[Start Records shown]
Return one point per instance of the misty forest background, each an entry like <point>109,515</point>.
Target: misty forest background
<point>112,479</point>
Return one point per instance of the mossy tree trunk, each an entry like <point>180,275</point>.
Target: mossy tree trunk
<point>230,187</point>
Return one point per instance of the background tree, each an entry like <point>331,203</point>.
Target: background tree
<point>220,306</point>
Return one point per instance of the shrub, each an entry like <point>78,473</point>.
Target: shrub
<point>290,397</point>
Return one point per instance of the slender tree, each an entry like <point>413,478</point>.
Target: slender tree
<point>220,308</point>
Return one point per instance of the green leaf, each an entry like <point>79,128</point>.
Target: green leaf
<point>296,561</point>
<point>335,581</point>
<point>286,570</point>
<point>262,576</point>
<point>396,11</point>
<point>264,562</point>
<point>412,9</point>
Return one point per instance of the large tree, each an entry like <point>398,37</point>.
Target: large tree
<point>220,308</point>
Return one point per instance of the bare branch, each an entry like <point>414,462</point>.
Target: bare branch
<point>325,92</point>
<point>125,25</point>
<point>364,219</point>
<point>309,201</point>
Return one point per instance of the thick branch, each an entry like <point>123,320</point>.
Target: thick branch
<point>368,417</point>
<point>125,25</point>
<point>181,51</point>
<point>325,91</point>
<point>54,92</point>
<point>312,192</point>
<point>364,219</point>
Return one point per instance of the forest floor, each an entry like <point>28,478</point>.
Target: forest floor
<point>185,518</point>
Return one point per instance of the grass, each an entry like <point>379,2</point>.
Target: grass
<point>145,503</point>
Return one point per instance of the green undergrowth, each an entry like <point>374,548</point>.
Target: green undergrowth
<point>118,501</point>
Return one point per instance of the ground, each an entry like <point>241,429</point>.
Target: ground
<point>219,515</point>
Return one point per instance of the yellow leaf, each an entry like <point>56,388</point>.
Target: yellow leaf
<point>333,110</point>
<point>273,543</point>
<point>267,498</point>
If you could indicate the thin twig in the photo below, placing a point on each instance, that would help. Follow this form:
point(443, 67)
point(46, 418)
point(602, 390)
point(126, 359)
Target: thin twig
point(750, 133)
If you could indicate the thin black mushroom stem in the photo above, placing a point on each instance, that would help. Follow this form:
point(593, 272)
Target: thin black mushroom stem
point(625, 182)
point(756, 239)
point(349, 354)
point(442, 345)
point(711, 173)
[End Records shown]
Stated goal
Retype exactly the lines from the one containing "Return one point per instance of the large" through the last line of the records above, including both.

Output for this task
Return one point per instance of the large tree, each an entry like <point>398,37</point>.
Target: large tree
<point>220,308</point>
Return one point per instance of the bare branch, each an entry like <point>414,462</point>.
Target: bare branch
<point>325,92</point>
<point>125,25</point>
<point>364,219</point>
<point>309,201</point>
Return one point per instance of the thick branch, each an entry like <point>123,320</point>.
Target: thick branch
<point>368,417</point>
<point>125,25</point>
<point>181,51</point>
<point>325,91</point>
<point>54,92</point>
<point>312,192</point>
<point>364,219</point>
Return one point per instance of the forest floor, each an entry like <point>28,478</point>.
Target: forest floor
<point>185,518</point>
Return one point per instance of the grass, each an entry like <point>379,2</point>.
Target: grass
<point>145,503</point>
Return one point per instance of the green undergrowth, each an entry like <point>374,548</point>.
Target: green undergrowth
<point>118,501</point>
Return one point per instance of the ground, each an entry like <point>241,429</point>.
Target: ground
<point>219,515</point>
Return one point per instance of the yellow leaf, each an entry like <point>56,388</point>.
Target: yellow leaf
<point>333,110</point>
<point>273,543</point>
<point>267,498</point>
If you could indicate the thin twig in the photo below, placing a point on each instance, that would help. Follow this form:
point(443, 67)
point(46, 418)
point(602, 390)
point(126, 359)
Target: thin twig
point(750, 133)
If you could indicate the thin black mushroom stem in the photo above, placing a point on each instance, that would help. Follow this form:
point(593, 272)
Target: thin black mushroom stem
point(625, 182)
point(756, 239)
point(349, 354)
point(442, 345)
point(711, 173)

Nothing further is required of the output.